>> Start
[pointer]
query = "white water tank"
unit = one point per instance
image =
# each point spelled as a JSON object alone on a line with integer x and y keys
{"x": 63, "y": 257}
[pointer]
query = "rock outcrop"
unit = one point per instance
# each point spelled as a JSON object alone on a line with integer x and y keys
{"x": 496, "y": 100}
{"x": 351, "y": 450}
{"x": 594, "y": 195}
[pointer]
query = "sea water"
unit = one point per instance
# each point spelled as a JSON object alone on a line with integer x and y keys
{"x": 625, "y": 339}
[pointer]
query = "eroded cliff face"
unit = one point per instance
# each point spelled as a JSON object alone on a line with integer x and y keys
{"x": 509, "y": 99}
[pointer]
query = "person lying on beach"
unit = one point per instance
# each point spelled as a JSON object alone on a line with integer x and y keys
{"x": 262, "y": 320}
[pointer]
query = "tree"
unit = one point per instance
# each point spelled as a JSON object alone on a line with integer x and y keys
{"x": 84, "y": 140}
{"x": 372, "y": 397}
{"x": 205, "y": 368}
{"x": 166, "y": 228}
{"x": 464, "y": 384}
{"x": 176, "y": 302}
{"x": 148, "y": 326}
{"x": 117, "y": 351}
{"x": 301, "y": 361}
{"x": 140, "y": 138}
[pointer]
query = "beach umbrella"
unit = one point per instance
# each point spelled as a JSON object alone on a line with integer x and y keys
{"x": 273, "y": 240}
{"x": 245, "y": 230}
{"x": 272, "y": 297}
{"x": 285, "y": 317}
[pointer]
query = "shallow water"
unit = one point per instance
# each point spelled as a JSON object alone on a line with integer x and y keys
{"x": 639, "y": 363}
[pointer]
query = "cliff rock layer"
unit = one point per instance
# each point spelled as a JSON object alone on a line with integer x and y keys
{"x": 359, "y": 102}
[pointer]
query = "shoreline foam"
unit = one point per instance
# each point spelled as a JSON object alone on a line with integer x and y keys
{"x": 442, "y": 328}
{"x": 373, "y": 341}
>> End
Copy each record from above without leaving any out.

* _Reply_:
[pointer]
query = "white water tank"
unit = one point per instance
image =
# each point spelled as a JSON object alone on a line with integer x and y keys
{"x": 63, "y": 257}
[pointer]
query = "rock outcrop"
unit = one point per instance
# each point spelled as a JSON object alone on a line with integer x and y keys
{"x": 496, "y": 100}
{"x": 351, "y": 450}
{"x": 594, "y": 195}
[pointer]
query = "sea water"
unit = one point per instance
# each point spelled as a JSON object alone on a line with integer x and y keys
{"x": 625, "y": 339}
[pointer]
query = "eroded cliff face"
unit = one point per instance
# each point spelled as a JSON object alone on a line with integer x and y keys
{"x": 509, "y": 99}
[pointer]
query = "person lying on beach"
unit = one point per instance
# each point spelled as a JSON object alone on a line with integer x and y keys
{"x": 262, "y": 320}
[pointer]
query = "tree"
unit = one point per instance
# each point spelled as a JSON object alone on a line with integer x and y keys
{"x": 84, "y": 140}
{"x": 372, "y": 397}
{"x": 205, "y": 368}
{"x": 166, "y": 228}
{"x": 464, "y": 384}
{"x": 176, "y": 302}
{"x": 148, "y": 326}
{"x": 117, "y": 351}
{"x": 301, "y": 361}
{"x": 140, "y": 138}
[pointer]
query = "beach umbrella"
unit = one point per instance
# each point spelled as a JSON object alone on a line with integer x and y keys
{"x": 273, "y": 240}
{"x": 245, "y": 230}
{"x": 272, "y": 297}
{"x": 285, "y": 317}
[pointer]
query = "shallow water"
unit = one point per instance
# each point spelled as a JSON object alone on a line with integer x and y keys
{"x": 639, "y": 363}
[pointer]
query = "cliff rock layer"
unit = one point per instance
# each point spelled as a JSON object alone on a line with integer x and y keys
{"x": 359, "y": 102}
[pointer]
query = "shoreline foam"
unit = one point per instance
# each point spelled as a JSON object alone on a line with integer x and y keys
{"x": 442, "y": 328}
{"x": 373, "y": 341}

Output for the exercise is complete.